VERILOG
Design an Arithmetic Logic Unit (ALU) that can perform
four-bit
1. Four-bit addition;
2. Four-bit subtraction;
3. Four-bit multiplication;
4. Four-bit comparator (that compares two binary numbers to check
whether two numbers are equal, or one is less/greater than
other).
Write test benches and simulate each module/submodule.
Hint: First make individual modules of the four-bit adder, four-bit subtractor, four-bit multiplier, four-bit comparator modules (make all these in same/one project) and then use a multiplexer to combine these modules to make an ALU where the user should select which operation he/she wants to perform (for instance, ALU may perform four-bit addition when selection lines are ‘00’using selection lines of a multiplexer or perform subtraction when selections lines are ‘01’ and so on).
The code should be simple as I am a beginner. Also, I need an urgent answer.
+ + +
• _REQUEST 1_
In the ALU assignment, which selection-line value is given as the example for subtraction?
• _REQUEST 2_
Reproduce the ALU assignment between "Write test benches" and "and so on).", inclusive.

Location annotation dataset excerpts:
+ + +
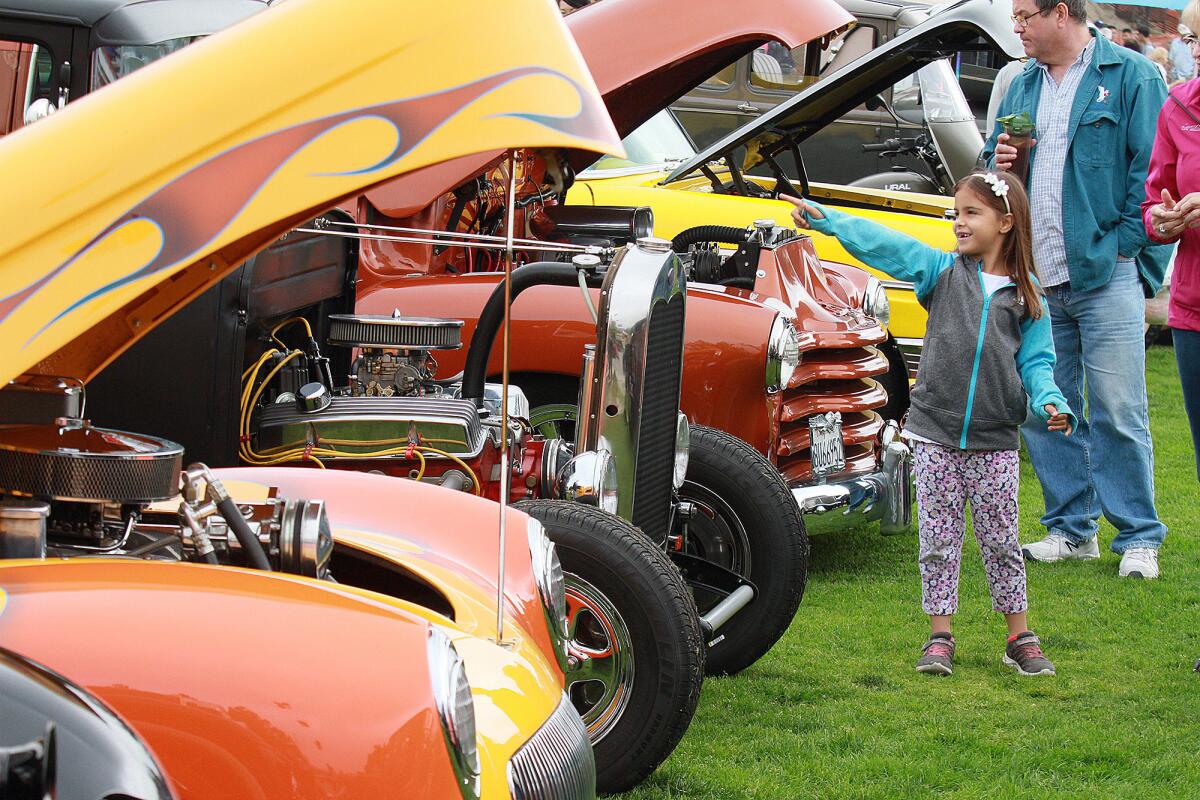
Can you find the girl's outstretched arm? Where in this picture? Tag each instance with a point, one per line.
(1035, 362)
(898, 254)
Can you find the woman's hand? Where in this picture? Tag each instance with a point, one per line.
(1057, 421)
(1169, 222)
(1188, 208)
(802, 211)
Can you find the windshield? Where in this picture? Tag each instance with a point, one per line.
(933, 94)
(112, 62)
(658, 140)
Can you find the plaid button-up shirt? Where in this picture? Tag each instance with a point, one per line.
(1045, 180)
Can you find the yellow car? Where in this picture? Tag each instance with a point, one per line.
(735, 181)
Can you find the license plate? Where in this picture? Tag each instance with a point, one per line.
(828, 456)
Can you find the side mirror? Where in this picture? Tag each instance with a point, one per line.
(39, 109)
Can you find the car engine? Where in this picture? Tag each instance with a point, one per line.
(73, 489)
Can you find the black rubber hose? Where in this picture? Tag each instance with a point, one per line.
(723, 234)
(474, 372)
(246, 537)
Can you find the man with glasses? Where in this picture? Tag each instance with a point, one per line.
(1095, 107)
(1183, 66)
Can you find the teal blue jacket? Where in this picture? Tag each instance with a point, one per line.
(987, 362)
(1113, 124)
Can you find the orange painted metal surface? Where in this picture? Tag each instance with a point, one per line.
(418, 525)
(192, 656)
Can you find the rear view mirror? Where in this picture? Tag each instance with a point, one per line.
(39, 109)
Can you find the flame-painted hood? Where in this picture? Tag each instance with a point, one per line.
(136, 198)
(645, 54)
(946, 32)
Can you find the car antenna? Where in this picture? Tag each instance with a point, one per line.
(505, 470)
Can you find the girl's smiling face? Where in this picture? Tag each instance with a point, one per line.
(978, 226)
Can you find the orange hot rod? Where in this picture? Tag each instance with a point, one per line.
(268, 631)
(790, 360)
(377, 400)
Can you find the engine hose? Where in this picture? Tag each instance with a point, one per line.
(723, 234)
(474, 373)
(246, 537)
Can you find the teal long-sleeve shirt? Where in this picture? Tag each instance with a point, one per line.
(982, 352)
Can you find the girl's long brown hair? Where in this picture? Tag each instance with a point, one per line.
(1017, 252)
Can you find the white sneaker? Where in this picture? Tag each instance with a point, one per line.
(1139, 563)
(1056, 547)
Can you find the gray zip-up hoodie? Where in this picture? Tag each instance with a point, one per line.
(985, 361)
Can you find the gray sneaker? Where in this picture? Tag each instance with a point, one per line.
(937, 655)
(1024, 654)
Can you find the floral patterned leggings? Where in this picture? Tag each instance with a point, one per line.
(946, 480)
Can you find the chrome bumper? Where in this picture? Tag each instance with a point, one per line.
(885, 495)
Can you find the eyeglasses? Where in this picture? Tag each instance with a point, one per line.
(1023, 20)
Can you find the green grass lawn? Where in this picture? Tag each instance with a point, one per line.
(837, 710)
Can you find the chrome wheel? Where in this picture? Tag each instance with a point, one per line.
(599, 639)
(715, 533)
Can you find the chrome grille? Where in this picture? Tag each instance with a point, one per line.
(660, 409)
(557, 762)
(911, 350)
(832, 379)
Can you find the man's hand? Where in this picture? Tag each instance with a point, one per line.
(1006, 154)
(1057, 421)
(801, 210)
(1167, 217)
(1188, 208)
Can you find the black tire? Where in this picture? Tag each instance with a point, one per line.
(894, 382)
(747, 522)
(618, 582)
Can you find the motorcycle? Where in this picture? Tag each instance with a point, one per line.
(947, 148)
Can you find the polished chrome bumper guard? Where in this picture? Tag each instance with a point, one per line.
(885, 495)
(557, 762)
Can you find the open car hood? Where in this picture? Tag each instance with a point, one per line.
(942, 35)
(645, 54)
(137, 22)
(195, 178)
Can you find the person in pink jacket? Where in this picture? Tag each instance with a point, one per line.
(1171, 212)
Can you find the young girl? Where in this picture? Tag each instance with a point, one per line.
(988, 346)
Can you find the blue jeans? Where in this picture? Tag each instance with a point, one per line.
(1187, 355)
(1108, 463)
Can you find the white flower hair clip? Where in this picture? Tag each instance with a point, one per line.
(999, 187)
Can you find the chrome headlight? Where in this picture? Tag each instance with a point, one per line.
(783, 354)
(875, 301)
(456, 710)
(683, 440)
(591, 477)
(547, 575)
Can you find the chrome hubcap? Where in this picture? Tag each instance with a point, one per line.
(715, 533)
(598, 638)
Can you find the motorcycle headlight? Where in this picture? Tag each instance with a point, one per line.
(456, 710)
(591, 477)
(547, 575)
(783, 354)
(875, 301)
(683, 440)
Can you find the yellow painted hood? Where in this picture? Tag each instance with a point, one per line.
(137, 197)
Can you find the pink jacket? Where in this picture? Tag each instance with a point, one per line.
(1175, 166)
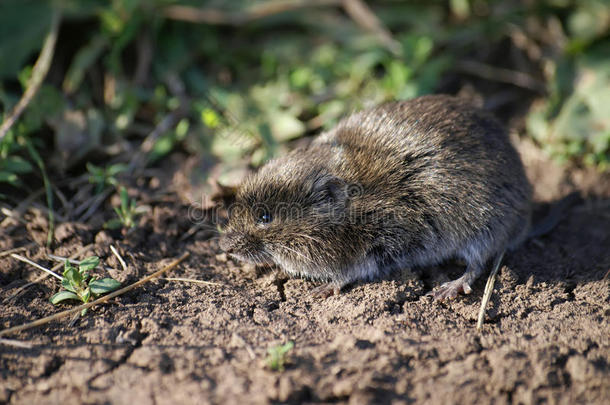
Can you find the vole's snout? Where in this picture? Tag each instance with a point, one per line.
(227, 242)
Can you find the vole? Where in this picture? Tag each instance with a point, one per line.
(401, 185)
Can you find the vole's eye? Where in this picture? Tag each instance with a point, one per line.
(263, 217)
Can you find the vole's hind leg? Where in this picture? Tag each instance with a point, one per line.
(463, 284)
(328, 289)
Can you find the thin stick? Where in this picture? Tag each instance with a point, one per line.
(39, 267)
(489, 287)
(16, 343)
(360, 12)
(118, 256)
(190, 280)
(255, 12)
(39, 72)
(100, 300)
(498, 74)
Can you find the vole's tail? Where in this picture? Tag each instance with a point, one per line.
(555, 215)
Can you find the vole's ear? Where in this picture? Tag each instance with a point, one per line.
(330, 189)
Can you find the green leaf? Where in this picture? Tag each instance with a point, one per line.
(86, 295)
(114, 223)
(62, 296)
(7, 177)
(89, 263)
(16, 164)
(65, 283)
(19, 39)
(83, 60)
(74, 277)
(104, 286)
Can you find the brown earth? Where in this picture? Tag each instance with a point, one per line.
(546, 338)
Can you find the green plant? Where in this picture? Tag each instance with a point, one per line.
(104, 176)
(79, 285)
(277, 356)
(127, 212)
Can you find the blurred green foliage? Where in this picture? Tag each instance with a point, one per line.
+ + +
• _FINISHED ANSWER 1_
'01'

• _FINISHED ANSWER 2_
Write test benches and simulate each module/submodule.
Hint: First make individual modules of the four-bit adder, four-bit subtractor, four-bit multiplier, four-bit comparator modules (make all these in same/one project) and then use a multiplexer to combine these modules to make an ALU where the user should select which operation he/she wants to perform (for instance, ALU may perform four-bit addition when selection lines are ‘00’using selection lines of a multiplexer or perform subtraction when selections lines are ‘01’ and so on).